Only the lines from the one with "Query: high window near ceiling" to the end of the material should be reproduced, exactly and in full, both ends included.

[Start of section]

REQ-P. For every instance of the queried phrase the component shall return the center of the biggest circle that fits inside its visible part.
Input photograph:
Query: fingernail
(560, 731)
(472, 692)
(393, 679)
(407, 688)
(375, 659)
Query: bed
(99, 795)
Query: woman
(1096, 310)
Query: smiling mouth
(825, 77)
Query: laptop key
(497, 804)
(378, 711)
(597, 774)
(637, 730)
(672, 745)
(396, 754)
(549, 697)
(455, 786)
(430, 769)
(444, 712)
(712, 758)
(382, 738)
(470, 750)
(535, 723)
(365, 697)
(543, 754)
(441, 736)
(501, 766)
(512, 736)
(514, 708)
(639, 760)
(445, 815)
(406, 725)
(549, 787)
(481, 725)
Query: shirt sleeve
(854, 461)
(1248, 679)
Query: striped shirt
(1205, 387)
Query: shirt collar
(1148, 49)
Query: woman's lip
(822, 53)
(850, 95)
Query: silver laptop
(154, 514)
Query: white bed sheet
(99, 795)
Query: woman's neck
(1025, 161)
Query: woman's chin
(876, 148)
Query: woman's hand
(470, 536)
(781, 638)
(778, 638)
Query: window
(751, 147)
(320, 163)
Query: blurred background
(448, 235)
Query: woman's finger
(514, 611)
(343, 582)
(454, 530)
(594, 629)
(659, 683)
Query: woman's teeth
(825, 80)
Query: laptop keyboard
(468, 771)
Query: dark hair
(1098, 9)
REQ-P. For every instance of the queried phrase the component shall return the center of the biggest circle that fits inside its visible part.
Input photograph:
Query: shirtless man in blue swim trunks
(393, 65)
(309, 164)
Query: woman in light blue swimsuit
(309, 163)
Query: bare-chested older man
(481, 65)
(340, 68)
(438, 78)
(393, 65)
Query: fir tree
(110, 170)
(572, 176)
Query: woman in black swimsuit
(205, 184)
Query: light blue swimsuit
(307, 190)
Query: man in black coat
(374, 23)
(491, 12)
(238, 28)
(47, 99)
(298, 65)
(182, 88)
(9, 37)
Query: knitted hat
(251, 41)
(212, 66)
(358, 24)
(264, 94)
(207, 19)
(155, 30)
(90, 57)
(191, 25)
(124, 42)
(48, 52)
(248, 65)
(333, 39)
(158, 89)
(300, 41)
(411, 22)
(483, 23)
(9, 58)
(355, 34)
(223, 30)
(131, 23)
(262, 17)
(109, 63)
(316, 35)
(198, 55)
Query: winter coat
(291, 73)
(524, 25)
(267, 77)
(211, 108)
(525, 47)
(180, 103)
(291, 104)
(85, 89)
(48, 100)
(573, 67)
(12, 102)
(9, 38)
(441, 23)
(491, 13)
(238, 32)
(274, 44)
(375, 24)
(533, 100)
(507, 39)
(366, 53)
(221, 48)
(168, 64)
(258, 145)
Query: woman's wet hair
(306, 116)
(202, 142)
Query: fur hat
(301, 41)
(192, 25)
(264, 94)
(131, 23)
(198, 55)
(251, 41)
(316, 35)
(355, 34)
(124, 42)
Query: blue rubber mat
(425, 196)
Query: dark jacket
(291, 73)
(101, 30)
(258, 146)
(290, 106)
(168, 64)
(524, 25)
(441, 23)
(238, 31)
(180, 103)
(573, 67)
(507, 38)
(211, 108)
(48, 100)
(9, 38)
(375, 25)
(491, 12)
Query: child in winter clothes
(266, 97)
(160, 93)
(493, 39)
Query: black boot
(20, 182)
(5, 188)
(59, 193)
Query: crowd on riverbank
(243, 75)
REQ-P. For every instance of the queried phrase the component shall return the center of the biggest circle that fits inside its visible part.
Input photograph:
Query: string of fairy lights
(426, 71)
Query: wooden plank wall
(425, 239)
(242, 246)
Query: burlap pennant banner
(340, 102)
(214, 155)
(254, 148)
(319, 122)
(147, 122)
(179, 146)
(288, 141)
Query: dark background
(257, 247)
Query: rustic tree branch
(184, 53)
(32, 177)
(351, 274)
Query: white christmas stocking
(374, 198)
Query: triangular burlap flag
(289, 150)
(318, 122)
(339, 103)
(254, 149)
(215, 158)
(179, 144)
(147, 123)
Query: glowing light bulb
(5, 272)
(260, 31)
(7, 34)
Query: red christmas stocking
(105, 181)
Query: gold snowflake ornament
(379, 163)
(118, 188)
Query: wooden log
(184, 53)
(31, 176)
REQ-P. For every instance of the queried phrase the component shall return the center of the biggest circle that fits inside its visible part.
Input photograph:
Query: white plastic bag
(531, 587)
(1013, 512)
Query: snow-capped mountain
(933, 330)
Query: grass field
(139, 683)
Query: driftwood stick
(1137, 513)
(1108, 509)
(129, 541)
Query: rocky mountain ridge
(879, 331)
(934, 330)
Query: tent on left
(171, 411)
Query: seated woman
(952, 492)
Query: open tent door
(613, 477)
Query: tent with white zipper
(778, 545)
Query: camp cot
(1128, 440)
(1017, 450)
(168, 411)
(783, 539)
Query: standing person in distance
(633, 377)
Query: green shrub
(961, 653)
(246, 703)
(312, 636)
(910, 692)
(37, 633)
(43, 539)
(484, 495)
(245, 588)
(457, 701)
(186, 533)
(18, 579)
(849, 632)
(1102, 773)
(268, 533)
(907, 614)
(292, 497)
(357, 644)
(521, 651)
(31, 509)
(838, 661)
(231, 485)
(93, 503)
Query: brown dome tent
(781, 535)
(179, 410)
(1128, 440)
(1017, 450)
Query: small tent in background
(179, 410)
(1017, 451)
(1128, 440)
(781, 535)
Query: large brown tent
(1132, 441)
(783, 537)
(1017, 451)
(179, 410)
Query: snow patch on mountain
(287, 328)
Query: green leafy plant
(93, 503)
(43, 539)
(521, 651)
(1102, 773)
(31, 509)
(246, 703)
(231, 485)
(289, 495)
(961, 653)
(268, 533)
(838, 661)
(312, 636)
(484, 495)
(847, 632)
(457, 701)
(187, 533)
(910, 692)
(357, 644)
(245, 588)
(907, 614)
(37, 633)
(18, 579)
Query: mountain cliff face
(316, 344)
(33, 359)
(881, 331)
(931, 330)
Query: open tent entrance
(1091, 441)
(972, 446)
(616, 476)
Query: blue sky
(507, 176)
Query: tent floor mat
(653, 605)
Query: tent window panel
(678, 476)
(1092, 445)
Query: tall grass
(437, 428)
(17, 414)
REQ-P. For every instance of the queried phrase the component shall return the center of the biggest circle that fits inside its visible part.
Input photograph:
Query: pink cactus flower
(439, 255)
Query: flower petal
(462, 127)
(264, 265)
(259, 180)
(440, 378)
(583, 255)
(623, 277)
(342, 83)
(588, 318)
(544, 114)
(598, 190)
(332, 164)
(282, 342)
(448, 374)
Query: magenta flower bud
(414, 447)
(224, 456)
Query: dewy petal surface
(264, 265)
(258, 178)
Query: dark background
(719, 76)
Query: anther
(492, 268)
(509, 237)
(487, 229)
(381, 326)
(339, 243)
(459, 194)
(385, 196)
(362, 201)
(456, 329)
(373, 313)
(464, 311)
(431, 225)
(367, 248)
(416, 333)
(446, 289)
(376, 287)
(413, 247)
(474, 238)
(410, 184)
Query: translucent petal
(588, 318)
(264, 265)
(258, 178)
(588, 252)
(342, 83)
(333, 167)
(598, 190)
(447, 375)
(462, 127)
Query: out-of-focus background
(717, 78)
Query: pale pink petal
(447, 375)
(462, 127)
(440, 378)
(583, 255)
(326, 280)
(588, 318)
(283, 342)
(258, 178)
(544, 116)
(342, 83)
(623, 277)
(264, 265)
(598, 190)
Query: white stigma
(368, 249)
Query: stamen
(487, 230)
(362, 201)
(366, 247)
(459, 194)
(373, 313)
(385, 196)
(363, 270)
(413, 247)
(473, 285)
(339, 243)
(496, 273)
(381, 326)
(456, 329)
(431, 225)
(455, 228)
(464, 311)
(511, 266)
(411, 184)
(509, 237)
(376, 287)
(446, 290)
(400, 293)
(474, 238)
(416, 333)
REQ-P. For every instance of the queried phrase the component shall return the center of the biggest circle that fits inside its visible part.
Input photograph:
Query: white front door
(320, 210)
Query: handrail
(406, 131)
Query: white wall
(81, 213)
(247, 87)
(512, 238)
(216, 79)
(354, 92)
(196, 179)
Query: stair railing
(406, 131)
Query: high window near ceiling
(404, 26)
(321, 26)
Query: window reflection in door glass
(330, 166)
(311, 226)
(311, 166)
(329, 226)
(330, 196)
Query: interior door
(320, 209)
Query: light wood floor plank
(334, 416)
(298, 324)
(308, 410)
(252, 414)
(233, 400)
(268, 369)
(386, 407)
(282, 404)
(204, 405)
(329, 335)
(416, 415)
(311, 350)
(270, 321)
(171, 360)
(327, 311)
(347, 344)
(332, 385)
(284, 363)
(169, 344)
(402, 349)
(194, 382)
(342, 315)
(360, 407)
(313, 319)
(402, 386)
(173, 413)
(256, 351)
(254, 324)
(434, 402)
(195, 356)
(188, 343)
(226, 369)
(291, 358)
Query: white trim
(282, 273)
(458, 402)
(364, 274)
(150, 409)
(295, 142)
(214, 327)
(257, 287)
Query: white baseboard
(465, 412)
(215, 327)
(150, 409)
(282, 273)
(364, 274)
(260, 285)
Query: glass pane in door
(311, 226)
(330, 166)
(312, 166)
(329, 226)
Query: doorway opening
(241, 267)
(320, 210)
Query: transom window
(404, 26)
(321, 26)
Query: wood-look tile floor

[End of section]

▶ _Expected output_
Query: high window near ceiling
(404, 26)
(321, 26)
Query: window reflection in door glass
(330, 166)
(311, 226)
(311, 166)
(329, 226)
(330, 196)
Query: interior door
(320, 209)
Query: light wood floor plank
(334, 416)
(298, 324)
(308, 410)
(252, 414)
(233, 400)
(268, 369)
(386, 407)
(282, 404)
(204, 405)
(329, 335)
(416, 415)
(311, 350)
(270, 321)
(171, 360)
(327, 311)
(347, 344)
(332, 385)
(284, 363)
(169, 344)
(402, 349)
(194, 382)
(342, 315)
(360, 407)
(313, 319)
(402, 386)
(173, 413)
(256, 351)
(254, 324)
(434, 402)
(195, 356)
(188, 343)
(226, 369)
(291, 358)
Query: white trim
(282, 273)
(458, 402)
(364, 274)
(150, 409)
(295, 142)
(214, 327)
(257, 287)
Query: white baseboard
(465, 412)
(215, 327)
(150, 409)
(282, 273)
(364, 274)
(260, 285)
Query: glass pane in door
(311, 226)
(330, 166)
(312, 166)
(329, 226)
Query: doorway opening
(241, 267)
(320, 210)
Query: transom window
(404, 26)
(321, 26)
Query: wood-look tile floor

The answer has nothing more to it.